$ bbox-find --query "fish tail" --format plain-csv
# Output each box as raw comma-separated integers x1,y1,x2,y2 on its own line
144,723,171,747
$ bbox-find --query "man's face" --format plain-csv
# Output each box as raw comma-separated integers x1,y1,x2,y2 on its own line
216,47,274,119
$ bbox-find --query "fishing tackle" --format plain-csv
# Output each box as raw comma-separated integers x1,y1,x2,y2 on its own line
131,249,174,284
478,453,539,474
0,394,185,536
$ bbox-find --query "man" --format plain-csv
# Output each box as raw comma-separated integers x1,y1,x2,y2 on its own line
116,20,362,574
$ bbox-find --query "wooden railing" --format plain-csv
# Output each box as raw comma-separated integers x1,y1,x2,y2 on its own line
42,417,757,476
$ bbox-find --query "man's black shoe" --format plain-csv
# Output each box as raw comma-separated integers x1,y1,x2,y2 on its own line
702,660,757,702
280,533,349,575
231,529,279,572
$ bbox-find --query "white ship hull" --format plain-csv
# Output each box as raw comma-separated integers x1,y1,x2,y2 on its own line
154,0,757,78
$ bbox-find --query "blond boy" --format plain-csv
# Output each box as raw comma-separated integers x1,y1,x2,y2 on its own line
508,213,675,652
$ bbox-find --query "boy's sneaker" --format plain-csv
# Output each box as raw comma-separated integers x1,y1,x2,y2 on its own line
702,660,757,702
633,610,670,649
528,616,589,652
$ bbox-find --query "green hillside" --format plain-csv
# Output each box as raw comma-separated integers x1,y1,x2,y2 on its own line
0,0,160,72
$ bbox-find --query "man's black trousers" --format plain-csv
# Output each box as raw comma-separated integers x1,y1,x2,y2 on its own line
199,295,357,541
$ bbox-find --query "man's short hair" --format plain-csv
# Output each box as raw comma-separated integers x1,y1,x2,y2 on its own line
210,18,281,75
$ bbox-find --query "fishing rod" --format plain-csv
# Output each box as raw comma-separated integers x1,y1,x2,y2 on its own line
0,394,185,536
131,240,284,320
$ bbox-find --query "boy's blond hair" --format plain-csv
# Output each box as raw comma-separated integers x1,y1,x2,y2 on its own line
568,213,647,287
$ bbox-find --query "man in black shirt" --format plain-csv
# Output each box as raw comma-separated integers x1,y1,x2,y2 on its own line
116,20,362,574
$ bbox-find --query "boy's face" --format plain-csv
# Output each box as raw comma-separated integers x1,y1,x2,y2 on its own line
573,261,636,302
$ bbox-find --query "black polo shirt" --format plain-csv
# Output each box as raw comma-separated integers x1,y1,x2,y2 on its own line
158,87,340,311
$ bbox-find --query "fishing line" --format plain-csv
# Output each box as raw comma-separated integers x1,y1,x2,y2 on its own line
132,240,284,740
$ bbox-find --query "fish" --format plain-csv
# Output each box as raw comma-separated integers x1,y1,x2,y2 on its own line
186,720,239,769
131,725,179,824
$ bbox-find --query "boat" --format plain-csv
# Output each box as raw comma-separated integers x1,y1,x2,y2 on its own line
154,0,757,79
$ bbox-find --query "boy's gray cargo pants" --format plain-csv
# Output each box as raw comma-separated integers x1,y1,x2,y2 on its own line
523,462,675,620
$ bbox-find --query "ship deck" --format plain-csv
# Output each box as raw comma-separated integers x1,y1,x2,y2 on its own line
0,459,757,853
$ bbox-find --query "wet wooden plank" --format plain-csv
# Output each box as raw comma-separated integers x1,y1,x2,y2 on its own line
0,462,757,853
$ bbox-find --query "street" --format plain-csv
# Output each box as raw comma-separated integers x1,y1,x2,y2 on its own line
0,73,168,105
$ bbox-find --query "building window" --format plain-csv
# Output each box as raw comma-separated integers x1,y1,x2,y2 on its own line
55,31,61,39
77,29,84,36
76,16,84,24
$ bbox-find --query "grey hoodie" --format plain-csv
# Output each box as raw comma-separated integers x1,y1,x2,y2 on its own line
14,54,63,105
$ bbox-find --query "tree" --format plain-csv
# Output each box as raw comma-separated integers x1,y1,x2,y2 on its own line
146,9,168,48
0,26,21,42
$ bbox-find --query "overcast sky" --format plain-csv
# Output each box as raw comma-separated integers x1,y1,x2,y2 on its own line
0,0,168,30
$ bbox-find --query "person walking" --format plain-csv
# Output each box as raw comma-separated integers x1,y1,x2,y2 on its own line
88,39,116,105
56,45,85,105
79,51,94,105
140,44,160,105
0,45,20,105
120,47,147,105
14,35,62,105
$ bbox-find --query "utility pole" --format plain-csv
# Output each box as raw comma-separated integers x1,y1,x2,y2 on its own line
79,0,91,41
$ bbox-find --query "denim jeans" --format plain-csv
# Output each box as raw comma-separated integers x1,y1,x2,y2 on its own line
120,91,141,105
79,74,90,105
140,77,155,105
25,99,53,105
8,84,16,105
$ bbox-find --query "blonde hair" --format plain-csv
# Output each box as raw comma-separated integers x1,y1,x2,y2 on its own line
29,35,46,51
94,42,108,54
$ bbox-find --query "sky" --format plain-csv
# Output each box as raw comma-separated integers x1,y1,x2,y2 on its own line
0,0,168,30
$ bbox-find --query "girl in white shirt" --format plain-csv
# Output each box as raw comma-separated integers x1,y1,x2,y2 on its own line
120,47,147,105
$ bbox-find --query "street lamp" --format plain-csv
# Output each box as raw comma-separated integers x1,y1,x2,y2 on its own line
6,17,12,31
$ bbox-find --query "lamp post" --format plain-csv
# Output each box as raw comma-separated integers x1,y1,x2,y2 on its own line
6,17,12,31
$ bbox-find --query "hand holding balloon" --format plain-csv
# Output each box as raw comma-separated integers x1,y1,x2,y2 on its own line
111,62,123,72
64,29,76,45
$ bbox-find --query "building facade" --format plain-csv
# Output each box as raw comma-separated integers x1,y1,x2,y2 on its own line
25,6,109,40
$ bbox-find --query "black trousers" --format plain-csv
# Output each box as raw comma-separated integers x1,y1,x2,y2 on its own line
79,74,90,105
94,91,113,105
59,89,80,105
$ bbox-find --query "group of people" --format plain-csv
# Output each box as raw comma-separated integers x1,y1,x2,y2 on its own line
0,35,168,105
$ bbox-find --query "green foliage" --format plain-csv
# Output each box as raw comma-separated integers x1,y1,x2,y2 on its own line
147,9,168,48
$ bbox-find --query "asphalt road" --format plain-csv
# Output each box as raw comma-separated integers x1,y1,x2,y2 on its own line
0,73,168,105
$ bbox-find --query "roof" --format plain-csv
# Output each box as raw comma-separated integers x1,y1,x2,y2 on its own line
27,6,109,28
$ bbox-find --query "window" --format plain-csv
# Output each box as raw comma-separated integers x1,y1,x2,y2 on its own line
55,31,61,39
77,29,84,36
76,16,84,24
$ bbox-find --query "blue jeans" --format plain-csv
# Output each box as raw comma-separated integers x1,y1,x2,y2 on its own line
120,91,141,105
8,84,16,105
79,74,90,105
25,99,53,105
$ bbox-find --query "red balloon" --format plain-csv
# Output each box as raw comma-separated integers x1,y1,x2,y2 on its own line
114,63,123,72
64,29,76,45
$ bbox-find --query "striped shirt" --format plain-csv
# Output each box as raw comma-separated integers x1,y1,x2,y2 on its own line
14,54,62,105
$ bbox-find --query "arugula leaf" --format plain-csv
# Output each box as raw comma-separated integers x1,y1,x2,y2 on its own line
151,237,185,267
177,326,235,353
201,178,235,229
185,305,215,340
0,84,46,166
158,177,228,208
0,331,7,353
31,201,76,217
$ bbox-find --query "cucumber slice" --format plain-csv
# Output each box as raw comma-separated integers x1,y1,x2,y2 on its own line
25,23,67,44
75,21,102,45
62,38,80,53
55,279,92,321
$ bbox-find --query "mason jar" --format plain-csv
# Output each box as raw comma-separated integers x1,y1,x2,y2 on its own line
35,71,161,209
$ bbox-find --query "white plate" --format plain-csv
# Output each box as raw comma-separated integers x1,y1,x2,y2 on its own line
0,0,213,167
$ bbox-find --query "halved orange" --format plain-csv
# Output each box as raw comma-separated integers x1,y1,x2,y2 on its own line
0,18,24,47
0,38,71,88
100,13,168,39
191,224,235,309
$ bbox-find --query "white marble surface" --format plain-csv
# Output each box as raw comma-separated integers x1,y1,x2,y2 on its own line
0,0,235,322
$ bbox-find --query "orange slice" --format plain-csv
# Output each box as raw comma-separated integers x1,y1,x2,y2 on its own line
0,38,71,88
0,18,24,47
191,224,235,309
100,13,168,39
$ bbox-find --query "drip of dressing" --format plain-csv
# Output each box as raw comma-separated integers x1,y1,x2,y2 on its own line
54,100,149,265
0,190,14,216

***

Please locate every line in the records that contains the word "lamp" and copy each of those lines. Case counts.

:: Completed exercise ::
$ bbox-find --query "street lamp" --format plain-csv
$ bbox-find --query "lamp post" --format plain-csv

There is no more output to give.